■ **Document extract**
Treasury Wines is embarking on a massive restructure that will cost $260 million and change the release dates for its world-famous Penfolds wines.

Treasury said it would ramp up promotion of its wines, cut costs and change its business model as part of the restructure.

It will also combine the annual release dates for new vintages of its Penfolds Bin series and Penfolds Icon & Luxury collection wines to October.

The moves follow Treasury’s announcement in May of plans to cut hundreds of jobs after it rejected a $3.05 billion takeover offer from a US investment firm.

Treasury will split its Australian commercial business, which includes Lindeman’s and Annie’s Lane, from its luxury and masstige portfolio which is home to Penfolds Grange.

It said moving the release of the Penfolds Bin Series and Icon & Luxury Collection wines to October, from March and May, would ensure the wines were on sale for longer.

The change will also help Treasury manage allocations and inventory levels with key customers around the world.

“An October release for Penfolds wines is fully supported by our winemaking teams,” said chief executive Michael Clarke, who took on the top job in March.

“This change places the consumer at the heart of our business model with Penfolds wines now more readily available in the lead-up to key festive periods including Thanksgiving, Christmas, Chinese New Year and Easter.”

Treasury said it would launch its biggest ever promotion of its Penfolds range from July.

The wine maker expects the restructure will cause a $260 million hit to its bottom line in fiscal 2014.

The charge reflects the cost of acquisitions, falls in market growth rates for commercial wine globally, the company’s brands, IT, plant and equipment assets.

As part of the changes, Treasury will also manage its operations in Asia, Europe, Middle East and Africa separately to its Australia-New Zealand business.

Treasury in May rejected a $4.70-a-share takeover proposal from Kohlberg Kravis Roberts & Co.

It said it preferred to focus on its plans to improve performance, address various structural challenges facing the business and to cut costs.

Takeover speculation has been swirling around TWE as the company has struggled in recent years to get its assets in the US to perform better.

■ **Provided information**
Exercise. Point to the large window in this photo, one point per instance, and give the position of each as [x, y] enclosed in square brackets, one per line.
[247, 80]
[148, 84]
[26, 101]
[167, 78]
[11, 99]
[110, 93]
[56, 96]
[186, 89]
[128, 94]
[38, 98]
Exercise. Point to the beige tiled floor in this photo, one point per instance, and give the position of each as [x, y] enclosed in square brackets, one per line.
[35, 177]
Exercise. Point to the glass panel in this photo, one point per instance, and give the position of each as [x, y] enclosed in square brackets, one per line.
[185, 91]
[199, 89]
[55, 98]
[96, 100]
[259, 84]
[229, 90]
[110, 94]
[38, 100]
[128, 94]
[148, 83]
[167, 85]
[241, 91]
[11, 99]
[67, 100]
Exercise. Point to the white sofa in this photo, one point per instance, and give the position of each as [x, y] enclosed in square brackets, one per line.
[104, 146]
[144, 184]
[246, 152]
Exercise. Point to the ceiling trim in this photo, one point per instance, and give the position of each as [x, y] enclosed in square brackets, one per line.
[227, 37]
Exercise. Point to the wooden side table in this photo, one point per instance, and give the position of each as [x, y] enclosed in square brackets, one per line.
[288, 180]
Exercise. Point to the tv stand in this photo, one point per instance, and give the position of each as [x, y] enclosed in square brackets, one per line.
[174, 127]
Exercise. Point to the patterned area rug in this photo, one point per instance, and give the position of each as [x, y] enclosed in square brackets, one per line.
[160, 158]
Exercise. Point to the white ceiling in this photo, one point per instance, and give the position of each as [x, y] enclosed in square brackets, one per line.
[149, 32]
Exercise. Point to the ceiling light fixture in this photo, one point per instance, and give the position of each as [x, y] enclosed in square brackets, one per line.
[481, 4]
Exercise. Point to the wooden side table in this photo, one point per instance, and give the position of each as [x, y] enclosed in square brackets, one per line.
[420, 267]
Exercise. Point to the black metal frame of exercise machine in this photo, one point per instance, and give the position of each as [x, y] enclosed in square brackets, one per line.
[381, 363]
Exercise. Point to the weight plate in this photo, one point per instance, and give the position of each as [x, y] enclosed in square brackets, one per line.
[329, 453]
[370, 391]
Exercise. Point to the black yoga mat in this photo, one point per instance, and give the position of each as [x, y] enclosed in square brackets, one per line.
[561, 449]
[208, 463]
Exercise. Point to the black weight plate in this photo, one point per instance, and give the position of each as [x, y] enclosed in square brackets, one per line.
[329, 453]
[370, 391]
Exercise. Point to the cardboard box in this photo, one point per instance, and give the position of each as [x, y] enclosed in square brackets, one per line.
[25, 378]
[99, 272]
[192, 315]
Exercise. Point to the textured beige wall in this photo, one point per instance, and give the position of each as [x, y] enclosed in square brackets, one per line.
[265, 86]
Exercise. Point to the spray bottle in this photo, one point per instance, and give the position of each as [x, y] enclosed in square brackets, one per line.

■ **What is expected**
In the Treasury Wines article, please name the chief executive who took on the top job in March.

■ **Task result**
Michael Clarke